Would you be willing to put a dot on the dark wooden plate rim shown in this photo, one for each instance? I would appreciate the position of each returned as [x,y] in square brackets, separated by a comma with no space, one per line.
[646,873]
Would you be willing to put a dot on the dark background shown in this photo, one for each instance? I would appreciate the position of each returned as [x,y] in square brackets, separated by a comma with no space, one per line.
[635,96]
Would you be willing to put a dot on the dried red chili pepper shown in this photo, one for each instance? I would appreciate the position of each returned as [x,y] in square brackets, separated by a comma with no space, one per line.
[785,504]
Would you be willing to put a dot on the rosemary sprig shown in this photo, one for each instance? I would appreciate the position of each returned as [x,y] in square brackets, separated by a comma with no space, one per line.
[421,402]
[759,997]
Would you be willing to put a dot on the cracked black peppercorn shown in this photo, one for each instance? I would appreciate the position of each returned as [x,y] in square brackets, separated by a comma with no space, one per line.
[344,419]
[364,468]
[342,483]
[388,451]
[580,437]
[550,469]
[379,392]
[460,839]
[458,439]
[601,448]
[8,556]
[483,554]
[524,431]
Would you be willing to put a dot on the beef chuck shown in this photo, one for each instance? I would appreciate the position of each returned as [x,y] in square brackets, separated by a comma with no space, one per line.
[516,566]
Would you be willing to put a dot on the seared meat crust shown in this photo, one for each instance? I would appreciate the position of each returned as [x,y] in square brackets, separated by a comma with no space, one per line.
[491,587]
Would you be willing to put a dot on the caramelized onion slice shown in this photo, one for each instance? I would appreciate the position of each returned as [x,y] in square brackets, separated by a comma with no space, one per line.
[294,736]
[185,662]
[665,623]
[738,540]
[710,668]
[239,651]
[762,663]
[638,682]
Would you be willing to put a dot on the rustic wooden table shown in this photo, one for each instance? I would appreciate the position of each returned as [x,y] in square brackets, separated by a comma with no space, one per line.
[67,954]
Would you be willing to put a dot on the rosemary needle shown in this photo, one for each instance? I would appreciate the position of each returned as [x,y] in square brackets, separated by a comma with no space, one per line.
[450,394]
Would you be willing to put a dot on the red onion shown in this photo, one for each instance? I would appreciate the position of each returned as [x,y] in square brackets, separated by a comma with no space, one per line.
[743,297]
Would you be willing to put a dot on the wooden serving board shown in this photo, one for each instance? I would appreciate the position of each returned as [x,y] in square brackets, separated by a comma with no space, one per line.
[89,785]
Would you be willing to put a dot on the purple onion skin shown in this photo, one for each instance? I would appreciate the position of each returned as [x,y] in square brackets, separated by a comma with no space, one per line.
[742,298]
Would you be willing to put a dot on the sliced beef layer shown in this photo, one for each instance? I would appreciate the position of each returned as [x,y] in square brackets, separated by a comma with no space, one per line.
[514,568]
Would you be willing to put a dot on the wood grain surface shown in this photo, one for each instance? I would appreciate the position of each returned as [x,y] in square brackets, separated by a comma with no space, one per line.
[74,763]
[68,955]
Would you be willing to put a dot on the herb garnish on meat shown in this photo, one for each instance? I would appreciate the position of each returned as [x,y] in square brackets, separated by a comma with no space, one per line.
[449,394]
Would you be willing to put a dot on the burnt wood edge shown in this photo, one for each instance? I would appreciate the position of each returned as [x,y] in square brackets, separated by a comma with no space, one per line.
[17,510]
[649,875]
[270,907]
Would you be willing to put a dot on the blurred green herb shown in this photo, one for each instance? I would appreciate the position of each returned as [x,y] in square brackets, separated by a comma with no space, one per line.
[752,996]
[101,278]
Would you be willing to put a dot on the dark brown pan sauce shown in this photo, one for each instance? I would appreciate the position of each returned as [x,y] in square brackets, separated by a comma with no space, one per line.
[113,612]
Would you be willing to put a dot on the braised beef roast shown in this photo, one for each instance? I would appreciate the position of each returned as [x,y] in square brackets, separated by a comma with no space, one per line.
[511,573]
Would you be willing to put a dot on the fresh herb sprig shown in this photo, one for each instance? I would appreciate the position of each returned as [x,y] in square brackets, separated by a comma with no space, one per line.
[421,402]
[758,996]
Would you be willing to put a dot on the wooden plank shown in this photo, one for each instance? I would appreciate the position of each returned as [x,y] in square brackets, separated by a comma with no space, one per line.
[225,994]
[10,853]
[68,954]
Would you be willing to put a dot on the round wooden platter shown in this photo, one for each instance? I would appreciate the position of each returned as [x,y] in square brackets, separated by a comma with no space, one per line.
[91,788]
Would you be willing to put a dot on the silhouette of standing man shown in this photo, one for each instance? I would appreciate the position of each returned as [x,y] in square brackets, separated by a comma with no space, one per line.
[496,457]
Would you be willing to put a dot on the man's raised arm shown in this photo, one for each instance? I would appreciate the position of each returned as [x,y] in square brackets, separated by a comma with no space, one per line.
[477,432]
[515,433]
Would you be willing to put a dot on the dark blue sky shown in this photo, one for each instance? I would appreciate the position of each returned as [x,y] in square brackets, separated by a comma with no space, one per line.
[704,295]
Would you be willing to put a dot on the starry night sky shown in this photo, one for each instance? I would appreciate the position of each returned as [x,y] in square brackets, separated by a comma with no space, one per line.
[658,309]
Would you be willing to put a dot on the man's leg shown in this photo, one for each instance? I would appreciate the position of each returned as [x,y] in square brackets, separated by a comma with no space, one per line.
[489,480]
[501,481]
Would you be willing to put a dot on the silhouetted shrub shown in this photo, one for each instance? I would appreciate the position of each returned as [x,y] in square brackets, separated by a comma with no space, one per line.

• • •

* [BRIEF] Repeat the material in full, exactly as it stands.

* [TASK RESULT]
Would you be willing to put a dot on the dark wooden plate rim shown in this photo, one for each instance? I would appreciate the position of each returned as [x,y] in square brackets, separated by a comma with no space, one per line.
[646,873]
Would you be willing to put a dot on the dark background shown in this photo, one for each instance? I would appreciate the position of each returned as [x,y] in square brackets, separated by a comma with no space, one per line.
[635,96]
Would you be willing to put a dot on the dried red chili pepper shown in this photo, one for each instance? I would appreciate the position of each returned as [x,y] in square brackets, separated by a comma with no space, one per line.
[785,504]
Would you be willing to put a dot on the rosemary sprig shown in this photo, one for each instance? I would appreciate the position of each returned as [x,y] in square brackets, separated by a comma with no space, one per line.
[421,402]
[759,997]
Would you be willing to put a dot on the cracked black peppercorn shown in this photo, one for each instance? I would appreciate the position of each returned as [x,y] in square brackets, separated by a comma with no space, one per line.
[344,419]
[364,468]
[342,483]
[388,451]
[580,437]
[550,469]
[379,392]
[460,839]
[458,439]
[601,448]
[8,556]
[483,554]
[524,431]
Would you be willing to put a dot on the beef chuck shown in this photo, one for each instance? I would appreciate the position of each returned as [x,y] in square brackets, separated by a comma with no space, one per line.
[516,566]
Would you be willing to put a dot on the seared meat crust shown in this photo, one for each instance? I would appreciate the position of each returned as [x,y] in square brackets, separated by a comma with no space, one per line.
[491,587]
Would you be willing to put a dot on the caramelized onion slice shown in this photo, one for each instance? I would appreciate the position of each returned as [x,y] in square brackets, separated by a comma with no space, one per line.
[294,736]
[185,662]
[665,623]
[738,540]
[710,668]
[239,651]
[762,663]
[638,682]
Would you be willing to put a dot on the rustic wooden table shown in this photo, one for each instance? I would appreciate the position of each returned as [x,y] in square brackets, separated by a comma with no space, one per line.
[67,954]
Would you be willing to put a dot on the rosemary needle shown in this photo, one for each instance? I would appreciate the position of each returned as [x,y] in square brackets, separated by a comma with no space, one per line.
[450,394]
Would you be willing to put a dot on the red onion shown in this photo, one for each instance? I would appreciate the position of each returned as [x,y] in square brackets, separated by a comma with no space, one per line.
[743,297]
Would you be willing to put a dot on the wooden serving board shown in this photo, one for each instance? I would appreciate the position of each returned as [x,y] in square brackets, separated by a comma with no space, one per line.
[89,785]
Would you be willing to put a dot on the purple onion skin shown in this photo, one for each instance? I would appreciate the position of each returned as [x,y] in square brackets, separated by a comma with no space, one per line.
[742,298]
Would you be willing to put a dot on the sliced beef layer shown in this photo, one for each instance? I would appreciate the position of each returned as [x,y] in square brackets, separated by a comma with no space, one per line.
[514,568]
Would you be willing to put a dot on the wood grain surface shown in this photo, one for each instance? I would appreciate the position of each returned as [x,y] in square brackets, separated by a comma with no space, one per line.
[74,763]
[68,955]
Would you be willing to put a dot on the herb garnish on meat shown in this photo, one for each instance? I would appreciate the position of each returned as [x,y] in square brackets, separated by a comma with no space, one per line.
[449,394]
Would you be willing to put a dot on the burnt wood edge shown in this photo, one for each instance? I would appreciate the position of each returned as [x,y] in square brackets, separated by a comma with no space, one per line.
[17,510]
[649,875]
[270,907]
Would you be willing to put a dot on the blurred green herb shown in this photo, one for each instance? I would appreciate the position of each returned as [x,y] in square brackets, separated by a comma with no space, one per line.
[752,996]
[101,278]
Would you be willing to put a dot on the dark brown pan sauce shown in this photo, one for each instance? I would appreciate the position of each returned as [x,y] in square brackets, separated by a comma with no space, one per line.
[113,612]
Would you be willing to put a dot on the braised beef roast shown in this photo, one for each instance? I would appreciate the position of each returned as [x,y] in square brackets, separated by a comma with no space, one per line.
[511,573]
Would you be willing to put a dot on the fresh herb sprig shown in this photo, one for each instance? I would appreciate the position of each returned as [x,y] in square brackets, separated by a comma with no space, one per line.
[421,402]
[758,996]
Would you be willing to put a dot on the wooden plank shown in this photo, one for each instance? I would appreciate the position of each returned as [x,y] in square brackets, separated by a comma with no space, one per line.
[225,994]
[10,853]
[68,954]
Would you be willing to put a dot on the round wooden platter shown in this photo, one for each instance? I would appreciate the position of each returned as [x,y] in square brackets, separated by a comma with no space, one per line.
[91,788]
Would you be willing to put a dot on the silhouette of standing man shown in this photo, one for each instance? I would appreciate the position of each returned as [x,y] in square brackets, separated by a comma with no space, one per line.
[496,457]
Would you be willing to put a dot on the man's raised arm shown in this photo, one for each instance? I would appreciate the position of each returned as [x,y] in square brackets, separated by a comma with no space, one per line.
[477,432]
[515,433]
Would you be willing to put a dot on the dark blue sky shown in this photo, one for each instance? I would appreciate the position of each returned as [x,y] in square brackets, separated by a comma with no space, one per line.
[704,295]
Would you be willing to put a dot on the starry night sky shown in this photo, one for each instance? I would appreciate the position of each returned as [x,y] in square brackets, separated by a comma with no space, one per line.
[658,309]
Would you be willing to put a dot on the man's leg shown in this photo, one for each instance? I would appreciate the position of each returned as [x,y] in square brackets, separated by a comma with no space, one per line.
[489,480]
[501,481]
Would you be willing to put a dot on the silhouetted shrub shown in this photo, one for each instance? I would appreciate the position of each returned as [x,y] in square brackets, separated by a comma with no space, one per line.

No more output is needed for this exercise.